Task brief: Please reproduce all the lines below word for word, leaving the pictures out.

Excerpted records:
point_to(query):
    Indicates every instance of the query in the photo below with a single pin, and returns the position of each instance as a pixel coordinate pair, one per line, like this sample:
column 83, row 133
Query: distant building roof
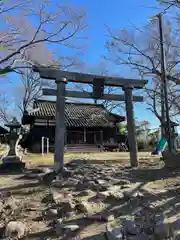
column 13, row 123
column 77, row 114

Result of the task:
point_to(query):
    Indicates every instance of the query in the photo below with a single pin, and returns the position of each instance as a pixel coordinate pair, one per line, like this sample:
column 83, row 133
Query: distant building roof
column 13, row 123
column 77, row 114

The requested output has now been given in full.